** About this task **
In the listing below, locate the line with "[tag] car windshield" and the line with "[tag] sky (a point for each instance)", then output both and everything between them exactly, minus any pictures.

** Data to process **
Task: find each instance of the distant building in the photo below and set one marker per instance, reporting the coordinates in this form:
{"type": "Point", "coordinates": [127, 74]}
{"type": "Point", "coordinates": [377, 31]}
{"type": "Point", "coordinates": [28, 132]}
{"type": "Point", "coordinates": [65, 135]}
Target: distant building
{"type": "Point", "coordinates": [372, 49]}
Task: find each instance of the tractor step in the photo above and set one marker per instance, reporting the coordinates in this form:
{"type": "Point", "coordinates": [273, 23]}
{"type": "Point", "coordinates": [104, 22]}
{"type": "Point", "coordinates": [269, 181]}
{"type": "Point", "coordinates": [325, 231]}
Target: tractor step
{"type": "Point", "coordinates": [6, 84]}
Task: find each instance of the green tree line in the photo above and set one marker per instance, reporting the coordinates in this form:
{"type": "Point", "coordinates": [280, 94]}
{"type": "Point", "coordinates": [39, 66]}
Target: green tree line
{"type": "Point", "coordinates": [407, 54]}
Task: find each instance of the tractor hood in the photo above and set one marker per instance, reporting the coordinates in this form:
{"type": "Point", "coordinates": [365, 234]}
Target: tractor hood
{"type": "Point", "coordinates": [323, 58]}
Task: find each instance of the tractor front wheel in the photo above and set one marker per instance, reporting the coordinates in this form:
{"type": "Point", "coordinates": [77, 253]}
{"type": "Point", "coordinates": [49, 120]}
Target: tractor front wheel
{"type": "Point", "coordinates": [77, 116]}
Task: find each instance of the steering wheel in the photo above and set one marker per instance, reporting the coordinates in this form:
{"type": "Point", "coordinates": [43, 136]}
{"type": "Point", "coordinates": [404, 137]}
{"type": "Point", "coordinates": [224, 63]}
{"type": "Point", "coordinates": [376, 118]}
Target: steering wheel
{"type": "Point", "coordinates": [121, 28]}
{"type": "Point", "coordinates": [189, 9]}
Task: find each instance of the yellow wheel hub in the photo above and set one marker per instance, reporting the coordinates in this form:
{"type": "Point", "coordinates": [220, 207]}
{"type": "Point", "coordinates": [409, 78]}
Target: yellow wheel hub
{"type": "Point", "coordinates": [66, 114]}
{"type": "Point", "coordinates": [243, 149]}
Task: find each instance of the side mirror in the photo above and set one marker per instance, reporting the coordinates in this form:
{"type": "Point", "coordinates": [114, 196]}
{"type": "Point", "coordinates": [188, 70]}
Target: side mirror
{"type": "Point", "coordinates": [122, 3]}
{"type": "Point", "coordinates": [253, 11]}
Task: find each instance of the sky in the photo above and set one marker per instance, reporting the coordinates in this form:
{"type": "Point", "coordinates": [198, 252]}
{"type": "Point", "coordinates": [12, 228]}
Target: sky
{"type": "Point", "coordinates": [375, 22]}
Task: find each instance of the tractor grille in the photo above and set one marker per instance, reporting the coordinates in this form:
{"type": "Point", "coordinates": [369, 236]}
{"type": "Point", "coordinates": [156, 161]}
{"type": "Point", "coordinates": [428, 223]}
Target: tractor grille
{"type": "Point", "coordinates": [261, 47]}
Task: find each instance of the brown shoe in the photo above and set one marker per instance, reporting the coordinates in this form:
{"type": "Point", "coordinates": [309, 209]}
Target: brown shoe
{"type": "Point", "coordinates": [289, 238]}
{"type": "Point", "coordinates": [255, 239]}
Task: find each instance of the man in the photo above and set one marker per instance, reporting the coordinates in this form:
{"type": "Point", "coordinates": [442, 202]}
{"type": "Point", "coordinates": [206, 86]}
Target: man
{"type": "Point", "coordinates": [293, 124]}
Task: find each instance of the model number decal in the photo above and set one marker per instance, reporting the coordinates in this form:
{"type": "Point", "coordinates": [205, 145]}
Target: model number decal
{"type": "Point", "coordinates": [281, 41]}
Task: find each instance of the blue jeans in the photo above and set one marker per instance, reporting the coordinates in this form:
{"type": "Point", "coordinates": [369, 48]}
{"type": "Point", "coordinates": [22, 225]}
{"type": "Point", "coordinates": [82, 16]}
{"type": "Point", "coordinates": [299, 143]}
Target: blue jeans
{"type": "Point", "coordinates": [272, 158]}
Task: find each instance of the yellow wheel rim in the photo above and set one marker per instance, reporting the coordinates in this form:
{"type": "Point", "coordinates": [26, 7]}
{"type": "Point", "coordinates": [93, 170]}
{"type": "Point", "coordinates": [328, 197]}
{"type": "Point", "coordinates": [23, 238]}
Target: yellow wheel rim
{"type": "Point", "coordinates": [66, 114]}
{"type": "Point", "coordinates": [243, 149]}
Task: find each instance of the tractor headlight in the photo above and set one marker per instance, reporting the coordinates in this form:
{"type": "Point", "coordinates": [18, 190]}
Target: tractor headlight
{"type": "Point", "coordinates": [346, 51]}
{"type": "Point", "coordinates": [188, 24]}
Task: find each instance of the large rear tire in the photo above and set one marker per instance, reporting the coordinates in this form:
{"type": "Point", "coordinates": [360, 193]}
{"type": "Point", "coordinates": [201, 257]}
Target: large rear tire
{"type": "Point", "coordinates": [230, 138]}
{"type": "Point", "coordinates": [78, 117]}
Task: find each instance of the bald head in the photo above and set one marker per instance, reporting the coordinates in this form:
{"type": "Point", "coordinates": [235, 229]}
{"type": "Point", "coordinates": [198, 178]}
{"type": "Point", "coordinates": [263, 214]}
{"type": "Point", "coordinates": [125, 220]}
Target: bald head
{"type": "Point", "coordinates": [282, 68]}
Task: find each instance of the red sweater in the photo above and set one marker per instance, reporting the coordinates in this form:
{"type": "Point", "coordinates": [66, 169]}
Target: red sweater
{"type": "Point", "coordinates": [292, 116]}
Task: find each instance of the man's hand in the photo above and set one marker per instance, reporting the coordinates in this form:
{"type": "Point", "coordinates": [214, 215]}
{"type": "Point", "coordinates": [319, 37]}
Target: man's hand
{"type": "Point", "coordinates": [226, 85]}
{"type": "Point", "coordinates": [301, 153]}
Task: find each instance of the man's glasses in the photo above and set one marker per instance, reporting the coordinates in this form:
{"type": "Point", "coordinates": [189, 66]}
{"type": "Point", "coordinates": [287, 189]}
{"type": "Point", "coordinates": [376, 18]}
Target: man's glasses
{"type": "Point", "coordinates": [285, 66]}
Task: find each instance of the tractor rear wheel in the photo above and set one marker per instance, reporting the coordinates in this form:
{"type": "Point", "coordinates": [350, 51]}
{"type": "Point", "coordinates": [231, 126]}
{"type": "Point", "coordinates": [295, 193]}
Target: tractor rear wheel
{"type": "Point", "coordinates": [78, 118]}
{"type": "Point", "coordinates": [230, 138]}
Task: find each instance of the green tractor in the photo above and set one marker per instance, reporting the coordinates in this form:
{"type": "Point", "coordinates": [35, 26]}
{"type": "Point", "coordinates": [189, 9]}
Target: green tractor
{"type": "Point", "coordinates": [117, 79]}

--

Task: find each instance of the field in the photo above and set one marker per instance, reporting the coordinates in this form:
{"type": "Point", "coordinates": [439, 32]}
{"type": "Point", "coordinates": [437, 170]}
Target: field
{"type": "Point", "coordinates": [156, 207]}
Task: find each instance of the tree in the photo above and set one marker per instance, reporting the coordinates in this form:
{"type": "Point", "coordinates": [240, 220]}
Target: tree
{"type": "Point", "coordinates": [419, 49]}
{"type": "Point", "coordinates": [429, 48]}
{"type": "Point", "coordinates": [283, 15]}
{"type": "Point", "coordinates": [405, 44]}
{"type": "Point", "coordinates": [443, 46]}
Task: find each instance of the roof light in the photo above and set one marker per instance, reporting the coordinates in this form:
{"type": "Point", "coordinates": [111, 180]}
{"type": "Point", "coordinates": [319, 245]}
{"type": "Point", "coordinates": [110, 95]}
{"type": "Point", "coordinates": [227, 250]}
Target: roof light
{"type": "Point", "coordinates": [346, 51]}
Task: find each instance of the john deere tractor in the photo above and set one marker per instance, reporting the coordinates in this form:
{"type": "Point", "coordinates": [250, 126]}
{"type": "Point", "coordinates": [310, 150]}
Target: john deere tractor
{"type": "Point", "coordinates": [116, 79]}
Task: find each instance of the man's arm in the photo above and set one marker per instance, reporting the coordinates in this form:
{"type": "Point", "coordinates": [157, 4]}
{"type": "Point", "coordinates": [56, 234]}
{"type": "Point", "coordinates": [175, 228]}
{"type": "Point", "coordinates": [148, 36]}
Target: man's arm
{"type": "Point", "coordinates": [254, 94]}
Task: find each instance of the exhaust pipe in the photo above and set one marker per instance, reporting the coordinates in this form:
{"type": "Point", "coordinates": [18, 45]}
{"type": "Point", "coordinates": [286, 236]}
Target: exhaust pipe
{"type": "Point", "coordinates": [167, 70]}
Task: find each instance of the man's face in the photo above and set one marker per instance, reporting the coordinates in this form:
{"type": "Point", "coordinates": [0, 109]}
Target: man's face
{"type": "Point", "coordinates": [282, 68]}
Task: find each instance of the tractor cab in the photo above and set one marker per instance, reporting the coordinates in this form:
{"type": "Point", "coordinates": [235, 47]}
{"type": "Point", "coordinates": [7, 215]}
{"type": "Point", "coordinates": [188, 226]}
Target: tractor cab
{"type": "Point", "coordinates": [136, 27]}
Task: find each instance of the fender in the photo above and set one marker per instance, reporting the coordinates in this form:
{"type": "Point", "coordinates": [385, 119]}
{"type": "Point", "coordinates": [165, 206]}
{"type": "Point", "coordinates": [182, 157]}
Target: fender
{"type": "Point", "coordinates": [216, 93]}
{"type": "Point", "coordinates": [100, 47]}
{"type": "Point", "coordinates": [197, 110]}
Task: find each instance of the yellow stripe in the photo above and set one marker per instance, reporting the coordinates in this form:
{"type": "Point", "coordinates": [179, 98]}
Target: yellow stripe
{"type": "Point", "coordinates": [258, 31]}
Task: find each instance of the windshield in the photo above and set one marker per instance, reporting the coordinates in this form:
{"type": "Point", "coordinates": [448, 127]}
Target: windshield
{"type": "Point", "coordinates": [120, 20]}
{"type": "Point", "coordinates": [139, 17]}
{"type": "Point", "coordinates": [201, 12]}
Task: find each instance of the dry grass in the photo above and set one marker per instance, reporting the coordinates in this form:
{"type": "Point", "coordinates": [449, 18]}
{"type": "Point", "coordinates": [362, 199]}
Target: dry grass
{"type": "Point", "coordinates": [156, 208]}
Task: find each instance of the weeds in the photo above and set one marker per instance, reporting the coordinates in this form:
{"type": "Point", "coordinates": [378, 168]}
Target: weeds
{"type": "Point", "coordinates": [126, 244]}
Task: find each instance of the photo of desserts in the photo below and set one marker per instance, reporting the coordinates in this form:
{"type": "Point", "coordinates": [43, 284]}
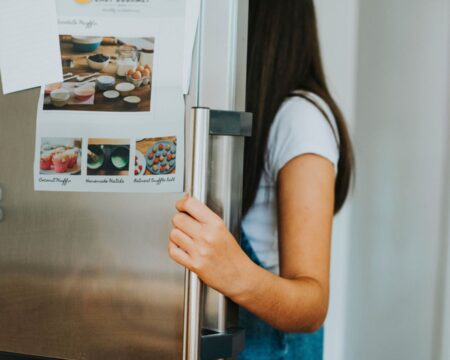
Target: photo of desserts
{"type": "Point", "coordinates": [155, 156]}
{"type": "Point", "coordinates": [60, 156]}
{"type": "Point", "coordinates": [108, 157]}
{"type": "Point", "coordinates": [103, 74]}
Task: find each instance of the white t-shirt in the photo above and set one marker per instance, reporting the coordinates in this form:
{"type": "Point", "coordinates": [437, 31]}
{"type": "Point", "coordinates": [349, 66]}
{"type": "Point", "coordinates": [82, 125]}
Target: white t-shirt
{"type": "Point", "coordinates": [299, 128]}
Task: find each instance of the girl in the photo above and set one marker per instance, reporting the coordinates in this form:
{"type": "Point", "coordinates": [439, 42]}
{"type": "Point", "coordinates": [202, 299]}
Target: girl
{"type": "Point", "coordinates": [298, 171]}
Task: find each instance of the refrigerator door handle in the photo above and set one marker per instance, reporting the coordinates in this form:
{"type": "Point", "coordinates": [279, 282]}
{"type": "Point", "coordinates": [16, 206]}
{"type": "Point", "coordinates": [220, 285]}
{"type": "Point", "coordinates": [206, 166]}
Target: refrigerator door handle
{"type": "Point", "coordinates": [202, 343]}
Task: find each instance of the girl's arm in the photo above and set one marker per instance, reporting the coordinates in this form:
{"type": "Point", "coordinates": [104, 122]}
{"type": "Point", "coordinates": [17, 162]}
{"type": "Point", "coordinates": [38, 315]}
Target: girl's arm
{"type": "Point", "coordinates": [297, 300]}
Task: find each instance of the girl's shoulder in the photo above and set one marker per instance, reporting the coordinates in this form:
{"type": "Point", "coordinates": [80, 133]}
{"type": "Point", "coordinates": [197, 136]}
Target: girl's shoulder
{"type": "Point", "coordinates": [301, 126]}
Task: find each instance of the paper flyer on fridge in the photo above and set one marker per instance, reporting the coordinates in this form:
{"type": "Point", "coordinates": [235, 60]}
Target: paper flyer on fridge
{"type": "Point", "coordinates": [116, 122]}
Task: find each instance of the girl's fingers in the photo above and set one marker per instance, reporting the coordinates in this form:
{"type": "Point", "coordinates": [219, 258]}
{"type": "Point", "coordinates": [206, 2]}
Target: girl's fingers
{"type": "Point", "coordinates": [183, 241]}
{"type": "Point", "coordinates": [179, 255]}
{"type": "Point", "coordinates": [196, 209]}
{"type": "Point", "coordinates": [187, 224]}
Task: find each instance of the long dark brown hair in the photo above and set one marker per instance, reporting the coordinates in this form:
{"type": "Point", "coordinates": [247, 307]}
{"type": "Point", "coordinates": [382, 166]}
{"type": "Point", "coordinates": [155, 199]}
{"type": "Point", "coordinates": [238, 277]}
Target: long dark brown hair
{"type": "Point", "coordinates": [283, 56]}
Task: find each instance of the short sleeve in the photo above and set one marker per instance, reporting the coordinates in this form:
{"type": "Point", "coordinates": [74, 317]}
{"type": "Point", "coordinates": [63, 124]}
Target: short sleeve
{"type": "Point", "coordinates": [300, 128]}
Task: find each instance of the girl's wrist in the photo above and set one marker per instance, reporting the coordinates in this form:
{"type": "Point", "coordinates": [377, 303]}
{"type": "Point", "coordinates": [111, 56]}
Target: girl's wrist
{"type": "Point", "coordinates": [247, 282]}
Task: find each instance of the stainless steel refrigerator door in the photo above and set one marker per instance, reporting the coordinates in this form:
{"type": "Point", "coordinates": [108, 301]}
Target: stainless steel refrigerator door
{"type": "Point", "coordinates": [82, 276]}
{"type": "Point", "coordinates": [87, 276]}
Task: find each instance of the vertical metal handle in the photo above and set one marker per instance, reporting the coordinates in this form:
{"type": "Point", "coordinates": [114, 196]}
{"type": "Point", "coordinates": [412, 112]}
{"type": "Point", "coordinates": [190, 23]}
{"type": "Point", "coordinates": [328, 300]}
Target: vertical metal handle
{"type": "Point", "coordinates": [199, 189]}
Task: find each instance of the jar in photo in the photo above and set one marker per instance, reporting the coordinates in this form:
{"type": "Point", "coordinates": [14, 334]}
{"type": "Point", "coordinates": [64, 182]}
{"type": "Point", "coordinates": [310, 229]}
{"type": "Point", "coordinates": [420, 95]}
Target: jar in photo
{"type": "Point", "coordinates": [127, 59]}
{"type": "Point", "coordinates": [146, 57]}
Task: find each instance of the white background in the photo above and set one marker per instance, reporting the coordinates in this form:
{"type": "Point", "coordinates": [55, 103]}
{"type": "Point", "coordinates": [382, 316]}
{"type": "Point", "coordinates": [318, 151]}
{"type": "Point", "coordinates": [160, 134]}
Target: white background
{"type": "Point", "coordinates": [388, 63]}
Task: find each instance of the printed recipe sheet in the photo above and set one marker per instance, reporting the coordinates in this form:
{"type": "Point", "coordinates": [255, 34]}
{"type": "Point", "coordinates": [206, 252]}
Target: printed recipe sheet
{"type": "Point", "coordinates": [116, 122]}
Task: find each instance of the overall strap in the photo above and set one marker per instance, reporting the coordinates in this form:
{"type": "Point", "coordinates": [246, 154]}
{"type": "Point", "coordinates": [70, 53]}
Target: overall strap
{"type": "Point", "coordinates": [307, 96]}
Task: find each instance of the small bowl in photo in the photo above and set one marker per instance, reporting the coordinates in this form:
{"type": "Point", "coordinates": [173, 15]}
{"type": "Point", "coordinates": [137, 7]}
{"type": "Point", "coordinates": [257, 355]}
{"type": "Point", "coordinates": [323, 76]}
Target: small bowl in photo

...

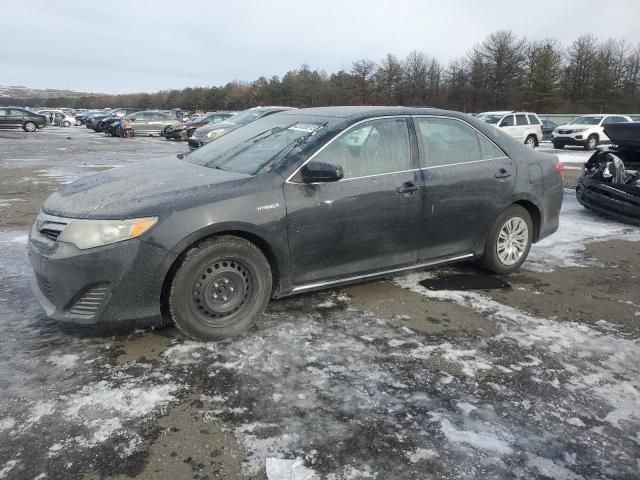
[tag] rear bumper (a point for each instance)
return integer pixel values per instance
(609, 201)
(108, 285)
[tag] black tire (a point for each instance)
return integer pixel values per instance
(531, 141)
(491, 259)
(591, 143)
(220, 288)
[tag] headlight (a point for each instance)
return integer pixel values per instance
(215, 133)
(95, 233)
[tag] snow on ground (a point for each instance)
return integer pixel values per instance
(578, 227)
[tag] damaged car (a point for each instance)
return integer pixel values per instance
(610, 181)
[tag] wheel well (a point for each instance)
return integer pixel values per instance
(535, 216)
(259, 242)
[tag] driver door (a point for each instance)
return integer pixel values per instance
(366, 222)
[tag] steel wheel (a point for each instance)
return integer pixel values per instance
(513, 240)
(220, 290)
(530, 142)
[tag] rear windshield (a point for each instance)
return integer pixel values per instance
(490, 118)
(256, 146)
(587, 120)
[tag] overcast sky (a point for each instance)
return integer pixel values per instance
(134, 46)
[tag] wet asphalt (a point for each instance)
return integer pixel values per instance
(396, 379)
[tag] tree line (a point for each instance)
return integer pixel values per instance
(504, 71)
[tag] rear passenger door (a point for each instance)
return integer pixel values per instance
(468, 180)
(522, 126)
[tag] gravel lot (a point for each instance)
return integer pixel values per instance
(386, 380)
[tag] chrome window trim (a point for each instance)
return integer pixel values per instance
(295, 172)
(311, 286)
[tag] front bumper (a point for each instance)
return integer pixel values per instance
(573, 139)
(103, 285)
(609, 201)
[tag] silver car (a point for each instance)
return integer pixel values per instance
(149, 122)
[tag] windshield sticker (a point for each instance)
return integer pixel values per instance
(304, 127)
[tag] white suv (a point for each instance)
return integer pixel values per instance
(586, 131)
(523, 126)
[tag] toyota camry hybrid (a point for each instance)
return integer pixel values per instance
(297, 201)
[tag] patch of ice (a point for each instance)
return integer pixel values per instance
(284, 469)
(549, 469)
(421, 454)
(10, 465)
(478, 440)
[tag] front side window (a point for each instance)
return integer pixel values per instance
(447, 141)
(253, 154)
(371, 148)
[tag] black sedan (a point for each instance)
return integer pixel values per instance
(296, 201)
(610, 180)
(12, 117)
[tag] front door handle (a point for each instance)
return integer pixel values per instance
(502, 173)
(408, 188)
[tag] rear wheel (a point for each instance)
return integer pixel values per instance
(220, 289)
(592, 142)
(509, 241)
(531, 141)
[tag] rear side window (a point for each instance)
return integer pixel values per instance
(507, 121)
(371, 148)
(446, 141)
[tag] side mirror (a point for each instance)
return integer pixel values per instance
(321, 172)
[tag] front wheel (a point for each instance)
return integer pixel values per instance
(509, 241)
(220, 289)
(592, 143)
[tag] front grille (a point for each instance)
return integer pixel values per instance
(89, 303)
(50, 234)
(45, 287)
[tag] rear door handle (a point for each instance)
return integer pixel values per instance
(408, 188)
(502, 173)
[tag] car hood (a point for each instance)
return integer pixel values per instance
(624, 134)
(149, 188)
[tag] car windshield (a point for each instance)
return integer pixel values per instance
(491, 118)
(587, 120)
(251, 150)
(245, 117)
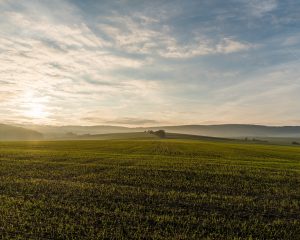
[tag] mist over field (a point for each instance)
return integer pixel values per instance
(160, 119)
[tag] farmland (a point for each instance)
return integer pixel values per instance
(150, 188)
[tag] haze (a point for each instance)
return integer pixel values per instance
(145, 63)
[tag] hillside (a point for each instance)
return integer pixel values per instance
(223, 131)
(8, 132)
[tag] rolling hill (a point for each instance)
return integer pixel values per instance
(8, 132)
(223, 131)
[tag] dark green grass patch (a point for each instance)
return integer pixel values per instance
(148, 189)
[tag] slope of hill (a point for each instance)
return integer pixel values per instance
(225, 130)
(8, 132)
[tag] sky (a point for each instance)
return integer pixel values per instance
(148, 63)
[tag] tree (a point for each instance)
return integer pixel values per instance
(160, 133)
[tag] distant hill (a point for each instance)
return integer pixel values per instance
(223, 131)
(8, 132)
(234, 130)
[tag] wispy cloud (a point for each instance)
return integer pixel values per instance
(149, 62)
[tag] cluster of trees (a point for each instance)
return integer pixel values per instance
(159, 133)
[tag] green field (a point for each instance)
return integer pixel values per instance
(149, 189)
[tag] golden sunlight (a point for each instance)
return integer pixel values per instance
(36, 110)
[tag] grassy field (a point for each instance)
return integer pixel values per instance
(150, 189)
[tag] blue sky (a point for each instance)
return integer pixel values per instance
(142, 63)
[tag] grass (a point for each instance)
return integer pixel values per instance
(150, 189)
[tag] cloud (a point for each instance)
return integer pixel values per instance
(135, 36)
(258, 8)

** Result for this exercise **
[tag] car windshield (a point for each instance)
return integer pixel values per instance
(491, 118)
(587, 120)
(251, 150)
(245, 117)
[tag] mist over field (a point for each instance)
return integer pixel values per instance
(160, 119)
[tag] farmland (a point for each instance)
return integer pixel values per instance
(150, 188)
[tag] haze (a point for each instance)
return integer pixel values per instance
(145, 63)
[tag] hillside (a point for each instance)
return integer pixel values per instance
(223, 131)
(8, 132)
[tag] rolling hill (a point for each instance)
return integer pixel values per instance
(8, 132)
(223, 131)
[tag] dark green grass patch (a point for each instance)
return integer pixel values per instance
(148, 189)
[tag] slope of hill (a point for each instance)
return integer pixel values per instance
(225, 130)
(8, 132)
[tag] sky (a point for each instance)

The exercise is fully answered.